Instead of displaying our students’ cutting and gluing talents, this year we wanted to create a video that went deeper. Here’s what we did.

Going beyond the “what”

A couple weeks before the event, the CVMBS team and I brainstormed a video concept that would capture what research means to our students and faculty. Asking WHAT they research is great, but we really wanted to know WHY they research.

In the video, CSU epidemiology researcher Sheryl Magzamen describes a memory from her days as a high school long-distance runner. She remembers the feeling of not being able to breathe, and how nothing else mattered when she couldn’t breathe. It inspired her to go into research. THAT is what we wanted. And that is what we got. Learning how much her research means to her is far more compelling than just hearing what she investigates.

How we did it

We knew we wanted the video to be simple, to focus on our researchers rather than wonder off into a busy display of scenes showing them smiling in lab coats as they examine a beaker.

Beyond a simple background, we also wanted the cuts and content to be simple. At the beginning of the video, each researcher shares his/her name, but that’s it. No chunky lower thirds. No wordy explanations of their experimentations. And no scripted lines (other than “I am a Colorado State University researcher,” of course).

Location identification items:
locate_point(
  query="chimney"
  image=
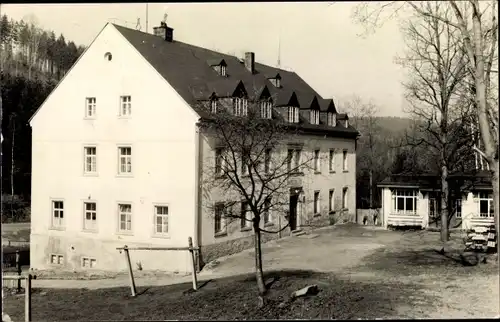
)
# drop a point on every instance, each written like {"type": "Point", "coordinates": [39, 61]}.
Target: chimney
{"type": "Point", "coordinates": [250, 61]}
{"type": "Point", "coordinates": [164, 32]}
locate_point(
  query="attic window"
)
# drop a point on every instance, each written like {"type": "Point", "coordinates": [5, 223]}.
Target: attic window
{"type": "Point", "coordinates": [108, 56]}
{"type": "Point", "coordinates": [332, 119]}
{"type": "Point", "coordinates": [314, 117]}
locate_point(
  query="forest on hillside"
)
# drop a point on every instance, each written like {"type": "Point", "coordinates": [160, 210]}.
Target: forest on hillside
{"type": "Point", "coordinates": [32, 61]}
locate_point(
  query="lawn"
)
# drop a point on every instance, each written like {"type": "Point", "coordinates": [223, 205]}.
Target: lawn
{"type": "Point", "coordinates": [403, 279]}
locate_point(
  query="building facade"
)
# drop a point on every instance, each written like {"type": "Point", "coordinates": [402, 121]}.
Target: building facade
{"type": "Point", "coordinates": [117, 152]}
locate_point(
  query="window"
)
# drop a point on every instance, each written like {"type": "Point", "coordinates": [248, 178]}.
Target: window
{"type": "Point", "coordinates": [125, 217]}
{"type": "Point", "coordinates": [57, 214]}
{"type": "Point", "coordinates": [90, 107]}
{"type": "Point", "coordinates": [316, 161]}
{"type": "Point", "coordinates": [344, 198]}
{"type": "Point", "coordinates": [90, 219]}
{"type": "Point", "coordinates": [331, 199]}
{"type": "Point", "coordinates": [458, 208]}
{"type": "Point", "coordinates": [314, 117]}
{"type": "Point", "coordinates": [213, 106]}
{"type": "Point", "coordinates": [125, 105]}
{"type": "Point", "coordinates": [220, 219]}
{"type": "Point", "coordinates": [88, 262]}
{"type": "Point", "coordinates": [485, 204]}
{"type": "Point", "coordinates": [293, 114]}
{"type": "Point", "coordinates": [240, 106]}
{"type": "Point", "coordinates": [267, 160]}
{"type": "Point", "coordinates": [344, 160]}
{"type": "Point", "coordinates": [267, 211]}
{"type": "Point", "coordinates": [56, 259]}
{"type": "Point", "coordinates": [266, 110]}
{"type": "Point", "coordinates": [161, 219]}
{"type": "Point", "coordinates": [293, 160]}
{"type": "Point", "coordinates": [90, 159]}
{"type": "Point", "coordinates": [405, 202]}
{"type": "Point", "coordinates": [316, 202]}
{"type": "Point", "coordinates": [331, 161]}
{"type": "Point", "coordinates": [125, 160]}
{"type": "Point", "coordinates": [246, 215]}
{"type": "Point", "coordinates": [331, 119]}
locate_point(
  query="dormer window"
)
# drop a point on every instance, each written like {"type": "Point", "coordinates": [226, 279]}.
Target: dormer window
{"type": "Point", "coordinates": [293, 114]}
{"type": "Point", "coordinates": [314, 116]}
{"type": "Point", "coordinates": [240, 106]}
{"type": "Point", "coordinates": [332, 119]}
{"type": "Point", "coordinates": [266, 109]}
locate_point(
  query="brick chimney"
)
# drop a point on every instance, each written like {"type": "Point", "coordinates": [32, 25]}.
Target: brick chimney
{"type": "Point", "coordinates": [164, 32]}
{"type": "Point", "coordinates": [250, 61]}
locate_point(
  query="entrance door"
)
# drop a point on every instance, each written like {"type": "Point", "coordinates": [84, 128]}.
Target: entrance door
{"type": "Point", "coordinates": [294, 199]}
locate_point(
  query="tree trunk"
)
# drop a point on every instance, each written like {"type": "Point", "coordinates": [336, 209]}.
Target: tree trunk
{"type": "Point", "coordinates": [258, 259]}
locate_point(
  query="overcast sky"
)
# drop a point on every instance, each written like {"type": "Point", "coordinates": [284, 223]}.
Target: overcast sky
{"type": "Point", "coordinates": [318, 41]}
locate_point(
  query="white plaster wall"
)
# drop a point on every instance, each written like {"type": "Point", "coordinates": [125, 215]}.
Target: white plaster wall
{"type": "Point", "coordinates": [161, 132]}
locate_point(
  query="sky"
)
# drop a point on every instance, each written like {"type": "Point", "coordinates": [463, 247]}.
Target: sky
{"type": "Point", "coordinates": [319, 41]}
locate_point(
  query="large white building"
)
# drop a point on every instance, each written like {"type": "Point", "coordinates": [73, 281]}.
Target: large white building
{"type": "Point", "coordinates": [117, 152]}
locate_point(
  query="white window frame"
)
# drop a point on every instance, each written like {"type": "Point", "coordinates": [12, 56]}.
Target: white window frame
{"type": "Point", "coordinates": [57, 214]}
{"type": "Point", "coordinates": [331, 119]}
{"type": "Point", "coordinates": [293, 114]}
{"type": "Point", "coordinates": [89, 224]}
{"type": "Point", "coordinates": [124, 160]}
{"type": "Point", "coordinates": [317, 163]}
{"type": "Point", "coordinates": [331, 160]}
{"type": "Point", "coordinates": [164, 220]}
{"type": "Point", "coordinates": [266, 109]}
{"type": "Point", "coordinates": [89, 159]}
{"type": "Point", "coordinates": [405, 194]}
{"type": "Point", "coordinates": [317, 202]}
{"type": "Point", "coordinates": [344, 160]}
{"type": "Point", "coordinates": [314, 114]}
{"type": "Point", "coordinates": [125, 106]}
{"type": "Point", "coordinates": [90, 107]}
{"type": "Point", "coordinates": [331, 199]}
{"type": "Point", "coordinates": [127, 216]}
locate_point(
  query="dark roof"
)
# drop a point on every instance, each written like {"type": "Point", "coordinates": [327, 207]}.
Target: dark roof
{"type": "Point", "coordinates": [188, 69]}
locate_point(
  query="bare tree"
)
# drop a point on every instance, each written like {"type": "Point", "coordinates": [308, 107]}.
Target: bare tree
{"type": "Point", "coordinates": [254, 165]}
{"type": "Point", "coordinates": [477, 26]}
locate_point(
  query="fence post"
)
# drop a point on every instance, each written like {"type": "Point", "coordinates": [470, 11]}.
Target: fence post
{"type": "Point", "coordinates": [18, 267]}
{"type": "Point", "coordinates": [191, 250]}
{"type": "Point", "coordinates": [130, 273]}
{"type": "Point", "coordinates": [27, 299]}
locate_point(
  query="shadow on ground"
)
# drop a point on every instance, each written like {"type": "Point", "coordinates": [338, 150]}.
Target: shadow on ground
{"type": "Point", "coordinates": [227, 299]}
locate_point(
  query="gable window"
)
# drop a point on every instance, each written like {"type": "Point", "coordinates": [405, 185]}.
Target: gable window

Tasks for this exercise
(A) In the account of making the research video, what memory does Sheryl Magzamen describe?
(B) List the three things that the account of the research video says were kept out of the video's cuts and content.
(C) Carry on the account of the research video from the point where it stops.

Exercise results
(A) She describes a memory from her days as a high school long-distance runner: the feeling of not being able to breathe, and how nothing else mattered when she couldn't breathe.

(B)
- Chunky lower thirds
- Wordy explanations of the researchers' experimentations
- Scripted lines, other than "I am a Colorado State University researcher"

(C)
We wanted the video to feel social, natural, genuine and not overly produced. This did take quite a bit of strategy, however. We didn’t tell any of the researchers what we were going to ask them so they didn’t over-prepare. Scientists like to feel prepared, ready, but we didn’t want them to sound rehearsed.

Instead, we tailored each interview for each interviewee. We asked them different questions until we felt like we had what we were looking for. There were a lot of themes that came out in the interviews. The challenging part was not including each beautiful moment we captured on video. If we had it our way, the video would have been about 10 minutes long, but we managed to cut it down to 2.

Sharing

The video performed great on social media.

{Tip: Add captions to every video you post to social. Facebook and YouTube make it pretty simple. Many social users don’t blare their volume and often scroll through their newsfeeds in public places. Adding captions will encourage your audience to continue watching, even if they can’t hear the video. This is also incredibly important to hearing-impaired viewers. Don’t forget it!}

One of our researchers suggested we show the video at Research Day (#duh. Such a great suggestion. Very thankful for her). This put our video in front of the exact audience we wanted to see it. Luckily, they seemed to love it.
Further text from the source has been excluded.